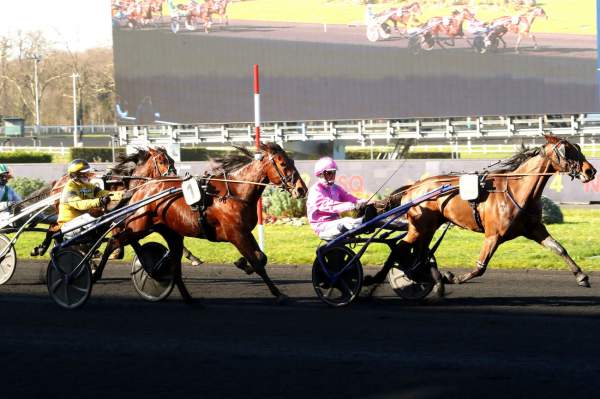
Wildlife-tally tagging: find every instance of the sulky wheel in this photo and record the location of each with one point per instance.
(175, 25)
(156, 283)
(8, 262)
(414, 44)
(372, 33)
(337, 289)
(415, 288)
(385, 32)
(69, 286)
(479, 44)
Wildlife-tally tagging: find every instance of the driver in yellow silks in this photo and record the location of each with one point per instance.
(79, 196)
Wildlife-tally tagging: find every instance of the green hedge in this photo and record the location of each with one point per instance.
(94, 154)
(366, 154)
(202, 154)
(25, 185)
(25, 157)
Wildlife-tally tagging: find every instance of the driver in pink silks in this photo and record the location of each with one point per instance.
(327, 203)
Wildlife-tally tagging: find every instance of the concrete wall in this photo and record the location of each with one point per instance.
(367, 176)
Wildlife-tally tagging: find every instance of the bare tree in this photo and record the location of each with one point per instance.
(95, 87)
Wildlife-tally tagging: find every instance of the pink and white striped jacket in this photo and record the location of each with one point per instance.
(325, 203)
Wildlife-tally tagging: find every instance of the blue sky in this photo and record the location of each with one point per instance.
(80, 24)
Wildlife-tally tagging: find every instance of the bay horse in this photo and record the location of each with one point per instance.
(230, 214)
(219, 7)
(199, 11)
(509, 206)
(401, 15)
(450, 27)
(130, 171)
(520, 24)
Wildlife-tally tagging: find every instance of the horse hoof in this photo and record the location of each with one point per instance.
(583, 281)
(368, 281)
(448, 277)
(282, 299)
(242, 264)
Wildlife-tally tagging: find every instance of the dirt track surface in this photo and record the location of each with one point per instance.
(511, 334)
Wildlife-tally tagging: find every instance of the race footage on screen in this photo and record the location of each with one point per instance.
(182, 61)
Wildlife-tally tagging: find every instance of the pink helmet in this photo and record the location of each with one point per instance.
(323, 164)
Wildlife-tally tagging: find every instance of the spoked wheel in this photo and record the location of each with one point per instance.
(8, 262)
(415, 288)
(69, 286)
(479, 44)
(337, 290)
(175, 25)
(154, 284)
(414, 44)
(373, 33)
(385, 32)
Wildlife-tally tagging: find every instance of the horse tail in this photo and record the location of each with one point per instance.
(36, 196)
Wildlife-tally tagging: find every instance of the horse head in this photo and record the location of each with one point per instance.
(161, 163)
(414, 8)
(568, 158)
(538, 12)
(467, 14)
(145, 163)
(281, 170)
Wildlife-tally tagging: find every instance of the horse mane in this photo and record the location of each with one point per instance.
(512, 163)
(126, 164)
(36, 196)
(232, 162)
(235, 161)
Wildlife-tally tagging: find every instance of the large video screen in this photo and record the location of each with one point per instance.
(182, 61)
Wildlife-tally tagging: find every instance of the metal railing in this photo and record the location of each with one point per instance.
(439, 130)
(66, 130)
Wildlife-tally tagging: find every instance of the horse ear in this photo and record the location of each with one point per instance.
(562, 150)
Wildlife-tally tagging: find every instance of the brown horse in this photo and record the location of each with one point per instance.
(219, 7)
(197, 11)
(403, 14)
(130, 171)
(509, 206)
(520, 24)
(449, 27)
(230, 214)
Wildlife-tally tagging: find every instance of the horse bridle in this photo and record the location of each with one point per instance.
(573, 166)
(287, 182)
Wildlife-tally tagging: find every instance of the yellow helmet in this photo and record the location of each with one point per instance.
(78, 166)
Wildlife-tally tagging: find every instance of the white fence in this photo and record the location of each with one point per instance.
(449, 130)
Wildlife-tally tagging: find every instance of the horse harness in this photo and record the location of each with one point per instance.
(483, 183)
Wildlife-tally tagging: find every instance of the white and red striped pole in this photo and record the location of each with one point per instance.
(261, 231)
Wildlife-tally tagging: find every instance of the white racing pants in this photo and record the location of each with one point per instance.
(336, 227)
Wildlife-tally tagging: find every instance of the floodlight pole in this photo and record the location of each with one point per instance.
(75, 138)
(36, 59)
(261, 232)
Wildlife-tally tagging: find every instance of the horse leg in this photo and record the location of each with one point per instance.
(248, 247)
(518, 42)
(490, 244)
(190, 256)
(175, 242)
(43, 247)
(532, 36)
(540, 235)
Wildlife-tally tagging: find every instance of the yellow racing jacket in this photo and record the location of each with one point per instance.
(78, 198)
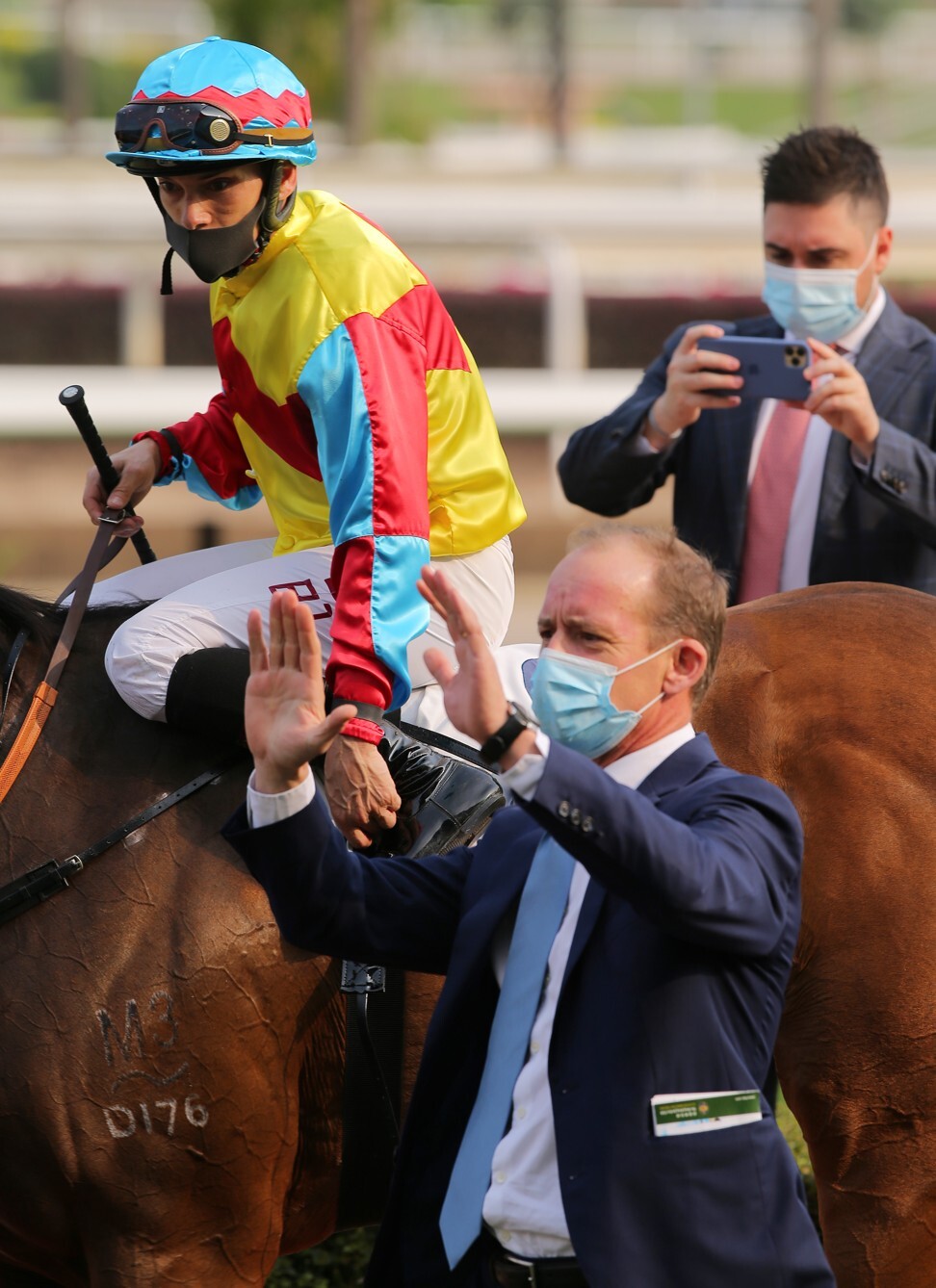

********

■ Instructions to follow ■
Revise all of the lines above so that every occurrence of "Wildlife-tally tagging" becomes "Harness-race tagging", leaving everything else unchanged. Leave the pictures out of your answer.

■ Task answer ■
Harness-race tagging: find every instance of the sulky wheel in this photo and record the location of each with one point per instance.
(175, 25)
(156, 283)
(8, 262)
(414, 44)
(372, 33)
(337, 289)
(415, 288)
(385, 32)
(69, 286)
(479, 44)
Harness-race tagging: find every instance of the driver in yellow silks in this photo and record the location of each with one point per instance.
(79, 196)
Harness-race tagging: find every instance of the green hedge in this photo and record the location of each with one point per instance.
(94, 154)
(366, 154)
(202, 154)
(25, 185)
(25, 157)
Harness-race tagging: find every instance of the driver in pink silks in this photo and record the location of each with one point per instance.
(327, 203)
Harness-race tagging: find every instance of the concrete wall in this photo and record the location of each with one point per instance.
(367, 176)
Harness-race tagging: find every instance of the bare tree in this photo and record the location of each with one point per instance.
(95, 87)
Harness-race tagging: find every instance of the pink and white striped jacket in this photo and record the location of each with one point per instance.
(325, 203)
Harness-race tagging: find every instance of the blue sky in this photo and record the location of each with one point per instance.
(80, 24)
Harness-race tagging: find every instance of the bay horse in this photo and record the location of each with one point per instance.
(230, 214)
(219, 7)
(199, 11)
(509, 206)
(401, 15)
(450, 27)
(130, 171)
(520, 24)
Harness-race tagging: find every instance of the horse hoof in this photo and record the location of each with one point per instance.
(583, 281)
(368, 281)
(448, 277)
(282, 299)
(242, 264)
Harness-race tagging: find every instance of the dirt track surface in this photo and record the location of each with one point per instance.
(511, 334)
Harness-race tagging: find every instance of the race footage on screen in this photo and record the location of each with one point per instance.
(182, 61)
Harness-race tagging: find every instance of the pink helmet in this photo and record the location of each with one point per instance.
(323, 164)
Harness-race tagging: find every instance of the spoked wheel in this photo and record the location of each with one point per instance.
(8, 262)
(415, 288)
(69, 286)
(479, 44)
(337, 290)
(175, 25)
(154, 284)
(414, 44)
(373, 33)
(385, 32)
Harness-race tagging: find every instance of the horse tail in this photo and record the location of each with one point per instance.
(36, 196)
Harness-race tagging: find every instance of the horse head in this photo and record the location of each with one point per instance.
(161, 163)
(414, 8)
(568, 158)
(538, 12)
(467, 14)
(145, 163)
(281, 170)
Harness-race tagging: find every instance of the horse mane in this photo and record the location of each with one point per instance.
(512, 163)
(126, 164)
(36, 196)
(232, 162)
(235, 161)
Harness-race tagging: find every instance of the large video screen in this photo and record the location of each with one point per instance.
(182, 61)
Harness-race tagging: find every instance of the metal railing in this photo and record the location of each with one point per instance.
(439, 130)
(66, 130)
Harness-race tagging: find every instance of the horse ear in this photo and record the location of each with one point per instance.
(562, 150)
Harness-race tagging: find every instance of the brown horse in this photo and record the location of each with one point per instance.
(219, 7)
(197, 11)
(403, 14)
(130, 171)
(509, 206)
(520, 24)
(449, 27)
(230, 214)
Harness-race tagging: find every instance of the horse bridle in this photo and record the location of each with one point per instance.
(573, 166)
(287, 182)
Harness-race tagging: find every instance of the yellow helmet in this photo and record the location of each with one point per instance.
(78, 166)
Harness-race tagging: find every instance of the white fence in this photo and record the location of each with one point per instance.
(449, 130)
Harness-race tagging: find every instance of the horse harness in this photo and record the location of each with one point per instance.
(483, 183)
Harness-race tagging: find every instance of the white and red striped pole in this photo and record the location of each with one point per instance.
(261, 231)
Harness-race tagging: find every instance of the white racing pants in this photo and record the location of each with one point per instance.
(336, 227)
Harness-race tagging: find every instance of the floodlight pole in this photo and record the location of each with one point per instance.
(75, 138)
(36, 59)
(261, 232)
Harness-race tagging: find every instance of the horse leg in this photo and record the location of each with one point per instance.
(248, 247)
(518, 42)
(490, 244)
(190, 256)
(175, 242)
(43, 247)
(532, 36)
(540, 235)
Harness-race tagging: find every instance of the yellow racing jacket in this photo and record the location of each with one point per instance.
(78, 198)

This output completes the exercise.